Selected excerpt ▸

The roots of the global economic meltdown are far deeper and more complex than most people think, and recovery will require far bolder actions than are being taken now.

That’s the sobering message delivered by Martin Wolf, associate editor and chief economics commentator for the Financial Times. Wolf, one of the world’s most influential financial journalists, also holds positions at the University of Oxford and the University of Nottingham in England and the Ben-Gurion University of the Negev in Israel.

In a recent interview, Wolf discussed what went wrong with the global economy and how to fix it:

1. The economic crisis is a result of a worldwide expansion of credit since 1980. “Over the past three decades, there has been an extraordinary expansion in credit. That led to an extraordinary amount of bad lending,” Wolf said, characterizing recent events as the result of the bursting of “an enormous credit bubble.”

The credit bubble actually began to form in the 1970s, Wolf said, when runaway inflation left the world financial system with an anemic balance sheet and many corporations and individuals starved for credit. In the early 1980s, inflation receded and developed countries began lending more in response to pent-up demand.

But consumers became ever more dependent on easy money. By the mid-2000s, U.S. savings rates had turned negative for the first time, and in 2005 and 2006, Americans outspent their incomes by an unprecedented 5% and 6%, respectively. “That was, of course, all fueled by debt. U.S. households were borrowing more than ever before, and the country’s debt-to-disposable-income ratio doubled,” Wolf said.

Also beginning in the 1970s, developed countries began transferring excess capital and credit to emerging economies. That led to a series of 80 financial crises during the 1980s and 1990s, as developing countries borrowed their way into boom periods that inevitably went bust. Each time, foreign lenders ultimately fled, leaving the country’s currency to collapse and precipitating a massive economic crash.

To head off these cycles, developing countries began purchasing foreign assets, particularly those of the U.S. “They take their trade surpluses and park the money back in the U.S., where it becomes lendable,” Wolf said, noting that this excess liquidity helped push U.S. interest rates to extremely low levels, which further inflated the credit bubble. U.S. lenders began giving money to many people who couldn’t afford to pay it back.

2. The U.S. stimulus plan will help but will not cure the problem. “There still seems to be a lot of thinking in the U.S. that you can have a short-term stimulus that pump-primes the economy and then everything goes back to normal,” Wolf said. “I think that is nonsense. We are in a world in which, at least for the moment, private spending is collapsing.”

While the government should try to sustain demand in the economy, the U.S. stimulus plan is too small to do the trick, Wolf said, noting that it calls for $400 billion in spending in 2009 and $400 billion in 2010. That’s only 3% of the U.S.’s $14 trillion economy in each year. “In the context of a massive downshift in private spending, which is the main reason for the fiscal deficit today, a 3%-a-year stimulus is going to be an inadequate offset,” he said.

3. President Obama must abandon his ambitious domestic agenda and concentrate on resolving the global economic crisis. The stimulus package “seems to rest on the view that what went wrong here was that the banks went overboard on a very specific subclass of bad assets,” Wolf said. “We’re going to find, as this recession unfolds, bad debt emerging everywhere. You can’t simply find a class of toxic assets, take them off the balance sheet and everything will be fine.”

Obama needs to shift his thinking and realize that the roots of the global economic crisis involve the basic structure of the world’s trade and finance systems, Wolf said. A major part of the solution will involve restructuring the system to encourage more spending by consumers in developing countries, since consumers in developed countries have resumed saving and cut back on spending.

“We should now be thinking about how emerging countries can avoid a massive cut in spending because of their foreign currency problems. It’s really incredibly important for everyone to understand we are in a global economic system and we are all affected by what other countries do,” Wolf said.

Excerpted data ▸
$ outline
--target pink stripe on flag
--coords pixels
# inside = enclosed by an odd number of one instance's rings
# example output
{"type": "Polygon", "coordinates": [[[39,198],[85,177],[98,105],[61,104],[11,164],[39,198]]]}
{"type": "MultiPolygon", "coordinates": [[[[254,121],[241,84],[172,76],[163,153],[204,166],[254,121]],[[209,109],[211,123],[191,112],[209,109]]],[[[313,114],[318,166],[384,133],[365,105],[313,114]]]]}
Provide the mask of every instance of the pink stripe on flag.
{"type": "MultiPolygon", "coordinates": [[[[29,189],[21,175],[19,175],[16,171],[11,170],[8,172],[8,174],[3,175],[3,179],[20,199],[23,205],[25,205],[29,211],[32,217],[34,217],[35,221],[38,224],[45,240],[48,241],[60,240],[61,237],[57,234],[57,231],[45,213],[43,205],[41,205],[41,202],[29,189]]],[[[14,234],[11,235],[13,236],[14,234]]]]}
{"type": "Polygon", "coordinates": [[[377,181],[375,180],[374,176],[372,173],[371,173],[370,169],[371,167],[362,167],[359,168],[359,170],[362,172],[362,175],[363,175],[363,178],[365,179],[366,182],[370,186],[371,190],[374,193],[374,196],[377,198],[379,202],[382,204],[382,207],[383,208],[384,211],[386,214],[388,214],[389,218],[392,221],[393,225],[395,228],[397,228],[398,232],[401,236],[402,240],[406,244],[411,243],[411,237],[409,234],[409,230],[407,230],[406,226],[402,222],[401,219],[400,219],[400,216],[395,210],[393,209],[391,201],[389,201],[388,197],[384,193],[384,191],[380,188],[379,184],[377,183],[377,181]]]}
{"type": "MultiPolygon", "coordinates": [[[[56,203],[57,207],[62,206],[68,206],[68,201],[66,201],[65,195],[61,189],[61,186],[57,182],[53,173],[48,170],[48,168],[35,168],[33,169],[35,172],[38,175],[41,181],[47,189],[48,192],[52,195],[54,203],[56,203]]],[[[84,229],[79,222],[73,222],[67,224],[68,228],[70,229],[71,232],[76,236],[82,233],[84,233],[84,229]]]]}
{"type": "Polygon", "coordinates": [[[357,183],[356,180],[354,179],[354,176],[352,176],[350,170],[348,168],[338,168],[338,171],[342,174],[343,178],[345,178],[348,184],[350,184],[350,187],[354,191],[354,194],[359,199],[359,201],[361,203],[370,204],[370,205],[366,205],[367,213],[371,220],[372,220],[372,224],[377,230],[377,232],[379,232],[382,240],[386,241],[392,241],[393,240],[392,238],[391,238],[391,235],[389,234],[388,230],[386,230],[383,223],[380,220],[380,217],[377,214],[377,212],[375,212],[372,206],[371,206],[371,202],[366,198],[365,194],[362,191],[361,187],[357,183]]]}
...
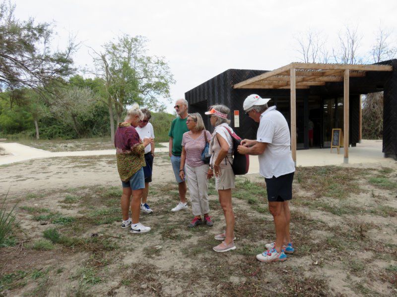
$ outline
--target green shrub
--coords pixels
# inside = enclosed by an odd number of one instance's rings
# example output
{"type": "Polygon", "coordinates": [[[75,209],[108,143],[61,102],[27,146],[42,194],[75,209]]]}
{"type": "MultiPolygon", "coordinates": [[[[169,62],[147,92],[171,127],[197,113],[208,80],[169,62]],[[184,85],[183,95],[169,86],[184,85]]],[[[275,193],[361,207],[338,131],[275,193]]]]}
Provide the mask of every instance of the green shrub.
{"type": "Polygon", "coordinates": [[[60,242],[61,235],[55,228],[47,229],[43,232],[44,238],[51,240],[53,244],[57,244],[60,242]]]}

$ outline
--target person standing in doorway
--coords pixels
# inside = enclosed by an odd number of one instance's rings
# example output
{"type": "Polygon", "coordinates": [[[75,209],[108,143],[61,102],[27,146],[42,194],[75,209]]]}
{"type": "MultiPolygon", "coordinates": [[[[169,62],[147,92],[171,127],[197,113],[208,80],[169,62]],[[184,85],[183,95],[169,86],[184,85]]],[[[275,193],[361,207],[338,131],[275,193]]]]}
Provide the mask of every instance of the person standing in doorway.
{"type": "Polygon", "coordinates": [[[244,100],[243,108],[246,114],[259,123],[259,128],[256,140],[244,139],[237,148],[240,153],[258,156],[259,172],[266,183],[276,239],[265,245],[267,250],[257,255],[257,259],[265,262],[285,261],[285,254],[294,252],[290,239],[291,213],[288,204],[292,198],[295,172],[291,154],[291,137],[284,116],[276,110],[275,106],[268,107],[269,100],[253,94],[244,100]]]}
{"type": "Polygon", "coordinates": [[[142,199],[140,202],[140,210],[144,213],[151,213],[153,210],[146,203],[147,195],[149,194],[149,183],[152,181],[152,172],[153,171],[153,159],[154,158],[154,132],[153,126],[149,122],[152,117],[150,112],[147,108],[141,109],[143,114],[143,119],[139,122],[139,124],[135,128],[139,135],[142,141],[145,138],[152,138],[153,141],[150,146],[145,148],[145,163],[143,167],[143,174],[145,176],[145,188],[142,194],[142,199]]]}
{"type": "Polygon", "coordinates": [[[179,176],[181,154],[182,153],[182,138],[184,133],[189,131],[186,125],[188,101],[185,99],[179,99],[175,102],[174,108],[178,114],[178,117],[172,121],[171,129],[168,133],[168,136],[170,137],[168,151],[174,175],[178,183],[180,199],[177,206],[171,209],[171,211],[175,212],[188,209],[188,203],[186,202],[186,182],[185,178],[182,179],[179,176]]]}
...
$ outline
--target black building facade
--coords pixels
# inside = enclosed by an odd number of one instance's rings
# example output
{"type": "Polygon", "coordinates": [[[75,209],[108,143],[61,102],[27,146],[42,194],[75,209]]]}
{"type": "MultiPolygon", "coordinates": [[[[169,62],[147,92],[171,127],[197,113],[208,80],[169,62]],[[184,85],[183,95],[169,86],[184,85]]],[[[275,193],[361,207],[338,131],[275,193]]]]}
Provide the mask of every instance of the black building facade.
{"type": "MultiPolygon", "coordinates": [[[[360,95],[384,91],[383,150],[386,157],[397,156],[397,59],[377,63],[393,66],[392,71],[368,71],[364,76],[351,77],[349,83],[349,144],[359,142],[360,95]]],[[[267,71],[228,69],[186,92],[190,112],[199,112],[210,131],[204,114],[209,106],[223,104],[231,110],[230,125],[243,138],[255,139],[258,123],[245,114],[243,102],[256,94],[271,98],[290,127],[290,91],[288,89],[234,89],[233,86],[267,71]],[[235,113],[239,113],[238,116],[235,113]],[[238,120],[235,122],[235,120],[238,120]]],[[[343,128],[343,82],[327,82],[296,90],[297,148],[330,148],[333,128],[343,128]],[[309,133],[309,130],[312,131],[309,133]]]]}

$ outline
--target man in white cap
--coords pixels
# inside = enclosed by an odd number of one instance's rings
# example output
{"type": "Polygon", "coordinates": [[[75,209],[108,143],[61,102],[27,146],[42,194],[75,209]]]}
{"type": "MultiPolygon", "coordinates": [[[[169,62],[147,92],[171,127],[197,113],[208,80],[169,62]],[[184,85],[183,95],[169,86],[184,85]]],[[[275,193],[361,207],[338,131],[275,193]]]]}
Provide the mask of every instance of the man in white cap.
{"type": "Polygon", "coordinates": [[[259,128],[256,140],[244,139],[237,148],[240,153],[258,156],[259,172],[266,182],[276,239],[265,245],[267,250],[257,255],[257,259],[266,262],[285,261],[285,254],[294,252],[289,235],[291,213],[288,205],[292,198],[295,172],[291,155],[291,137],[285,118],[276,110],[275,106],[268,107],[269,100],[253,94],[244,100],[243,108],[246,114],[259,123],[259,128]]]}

Task description ▸ Condense the paragraph of the article on the global economic crisis that begins "But consumers became ever more dependent" into a short bulleted list that keeps its main facts.

Answer for the task ▸
- Consumers became increasingly dependent on easy money.
- By the mid-2000s, U.S. savings rates had turned negative for the first time.
- In 2005 and 2006, Americans spent an unprecedented 5% and 6% more than their incomes, respectively.
- Wolf said this spending was fueled by debt: U.S. households borrowed more than ever, and the country's debt-to-disposable-income ratio doubled.